Tugas Anda:
1. Tuliskan kembali secara persis bagian teks tentang Kepulauan Kuril mulai dari "Sudah sejak lama" hingga dan termasuk "atas kepulaun Kuril.".
2. Menurut teks tentang Kepulauan Kuril, berapa orang anggota unit khusus yang dibentuk pemerintah Jepang untuk melaksanakan propaganda itu?

╭─ Teks halaman

Selama beberapa dekade, Rusia dan Jepang telah berhasil menyelesaikan
sengketa-sengketa teritorial mereka. Namun hingga saat ini, Kepulauan Kuril
masih menjadi masalah yang tidak pernah terselesaikan dan menjadi batu
sandungan bagi hubungan kedua negara. Waktu terus berlalu, kedua negara silih
berganti pemimpin dan pemerintahan, berbagai usaha telah diupayakan, namun
masalah sengketa ini tidak terpecahkan. Apa yang menjadi penyebabnya?
Saat ini, Rusia mengklaim Jepang tengah melakukan propaganda untuk
menegaskan posisinya dalam perselisihan sengketa wilayah dengan Rusia, Korea
Selatan dan China. Untuk melaksanakan propaganda ini, pemerintah Jepang
membentuk unit khusus yang terdiri dari 15 pejabat dan ahli independen. Tugas
mereka adalah mempelajari dan menganalisis secara menyeluruh posisi
negara-negara lain di wilayah yang disengketakan. Para analis Rusia mengatakan
bahwa Tokyo telah mengumandangkan perang informasi untuk melawan Moskow,
Beijing, dan Seoul. Analis Rusia menilai, Rusia harus lebih aktif dalam
menggambarkan posisinya di Kepulauan Kuril kepada masyarakat dunia.
Rangkaian pulau yang dikenal dengan Kepulauan Kuril membentang ke utara
melintasi Samudera Pasifik dari Pulau Hokkaido Jepang ke ujung selatan Semenanjung
Kamchatka Rusia. Itu adalah subyek sengketa kedua negara ini sejak 60 tahun
lalu.
Sudah sejak lama Jepang mengklaim empat pulau di bagian selatan Kepulauan
Kuril yaitu; Kunashir, Iturup, Habomai dan Shikotan. Moskow, pada gilirannya,
juga bersikeras bahwa Kuril Selatan adalah bagian dari Uni Soviet setelah
Perang Dunia II dan kedaulatan Rusia atas kepulauan itu tidak bisa diragukan.
Di bawah Perjanjian Damai San Fransisco tahun 1951, yang ditandatangani
antara sekutu dan Jepang, Jepang diberikan hak kepemilikan atas kepulaun Kuril.
Namun hal ini tidak menyelesaikan sengketa, karena Rusia tidak menandatangani
perjanjian sepihak itu.

╰─
╭─ Kutipan data

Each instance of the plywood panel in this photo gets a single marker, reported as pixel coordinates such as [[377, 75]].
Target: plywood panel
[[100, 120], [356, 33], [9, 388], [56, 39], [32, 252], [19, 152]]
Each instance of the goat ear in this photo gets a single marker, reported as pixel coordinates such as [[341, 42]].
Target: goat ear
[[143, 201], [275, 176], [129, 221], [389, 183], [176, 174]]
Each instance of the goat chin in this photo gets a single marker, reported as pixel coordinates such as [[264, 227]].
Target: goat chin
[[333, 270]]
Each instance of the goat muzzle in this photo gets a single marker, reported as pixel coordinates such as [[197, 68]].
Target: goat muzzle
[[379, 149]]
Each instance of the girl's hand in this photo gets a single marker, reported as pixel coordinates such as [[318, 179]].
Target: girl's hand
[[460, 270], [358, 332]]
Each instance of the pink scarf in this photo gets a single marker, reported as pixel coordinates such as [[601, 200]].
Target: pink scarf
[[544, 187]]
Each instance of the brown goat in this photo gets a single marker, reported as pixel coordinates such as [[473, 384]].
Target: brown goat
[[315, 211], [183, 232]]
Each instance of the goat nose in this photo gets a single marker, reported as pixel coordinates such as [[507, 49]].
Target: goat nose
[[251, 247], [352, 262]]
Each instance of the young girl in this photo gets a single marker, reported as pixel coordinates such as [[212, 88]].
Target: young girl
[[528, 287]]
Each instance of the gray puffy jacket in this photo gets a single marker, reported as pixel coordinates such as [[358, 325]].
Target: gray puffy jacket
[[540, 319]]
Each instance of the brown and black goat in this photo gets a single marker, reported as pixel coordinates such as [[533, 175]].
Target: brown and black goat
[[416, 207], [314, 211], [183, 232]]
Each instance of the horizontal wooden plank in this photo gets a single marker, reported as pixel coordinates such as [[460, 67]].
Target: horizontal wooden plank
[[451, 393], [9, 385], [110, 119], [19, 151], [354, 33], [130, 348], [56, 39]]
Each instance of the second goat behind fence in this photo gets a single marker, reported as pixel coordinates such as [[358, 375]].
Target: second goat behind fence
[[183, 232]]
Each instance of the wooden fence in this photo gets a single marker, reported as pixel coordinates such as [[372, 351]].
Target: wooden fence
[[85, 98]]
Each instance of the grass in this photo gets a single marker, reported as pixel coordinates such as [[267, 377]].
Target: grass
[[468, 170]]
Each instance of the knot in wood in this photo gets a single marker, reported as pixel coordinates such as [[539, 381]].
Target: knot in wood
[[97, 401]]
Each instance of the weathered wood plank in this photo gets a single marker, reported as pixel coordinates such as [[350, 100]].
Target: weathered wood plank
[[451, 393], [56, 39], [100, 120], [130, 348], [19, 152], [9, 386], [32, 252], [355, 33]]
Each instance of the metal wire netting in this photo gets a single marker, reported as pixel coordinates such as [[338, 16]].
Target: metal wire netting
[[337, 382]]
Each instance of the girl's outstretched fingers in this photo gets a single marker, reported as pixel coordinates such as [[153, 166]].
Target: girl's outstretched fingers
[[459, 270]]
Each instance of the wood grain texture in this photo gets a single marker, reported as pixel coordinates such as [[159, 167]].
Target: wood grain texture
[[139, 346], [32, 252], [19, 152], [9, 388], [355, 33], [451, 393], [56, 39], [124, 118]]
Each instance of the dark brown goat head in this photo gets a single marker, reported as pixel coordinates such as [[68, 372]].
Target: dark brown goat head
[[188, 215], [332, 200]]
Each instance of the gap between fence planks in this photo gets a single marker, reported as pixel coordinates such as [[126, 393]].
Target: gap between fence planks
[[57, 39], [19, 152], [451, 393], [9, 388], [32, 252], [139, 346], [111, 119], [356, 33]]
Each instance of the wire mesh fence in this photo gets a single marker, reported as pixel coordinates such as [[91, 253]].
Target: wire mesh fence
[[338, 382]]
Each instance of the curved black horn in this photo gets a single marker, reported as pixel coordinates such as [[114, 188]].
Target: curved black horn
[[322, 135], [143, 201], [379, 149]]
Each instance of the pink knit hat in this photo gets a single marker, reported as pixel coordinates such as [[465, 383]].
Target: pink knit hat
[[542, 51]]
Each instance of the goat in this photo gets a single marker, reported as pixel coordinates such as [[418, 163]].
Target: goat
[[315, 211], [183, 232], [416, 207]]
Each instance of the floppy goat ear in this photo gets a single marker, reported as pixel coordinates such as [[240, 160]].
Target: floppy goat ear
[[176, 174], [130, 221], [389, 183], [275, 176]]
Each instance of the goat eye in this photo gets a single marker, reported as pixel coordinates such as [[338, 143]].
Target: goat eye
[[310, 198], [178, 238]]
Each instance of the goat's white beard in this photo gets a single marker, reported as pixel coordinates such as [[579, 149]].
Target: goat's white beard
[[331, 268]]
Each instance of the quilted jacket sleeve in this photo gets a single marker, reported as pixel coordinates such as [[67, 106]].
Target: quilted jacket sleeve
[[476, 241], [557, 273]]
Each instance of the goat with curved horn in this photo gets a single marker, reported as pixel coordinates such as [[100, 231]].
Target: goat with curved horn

╰─

Jawaban per tugas:
1.
Sudah sejak lama Jepang mengklaim empat pulau di bagian selatan Kepulauan
Kuril yaitu; Kunashir, Iturup, Habomai dan Shikotan. Moskow, pada gilirannya,
juga bersikeras bahwa Kuril Selatan adalah bagian dari Uni Soviet setelah
Perang Dunia II dan kedaulatan Rusia atas kepulauan itu tidak bisa diragukan.
Di bawah Perjanjian Damai San Fransisco tahun 1951, yang ditandatangani
antara sekutu dan Jepang, Jepang diberikan hak kepemilikan atas kepulaun Kuril.

2. Unit khusus itu terdiri dari 15 pejabat dan ahli independen.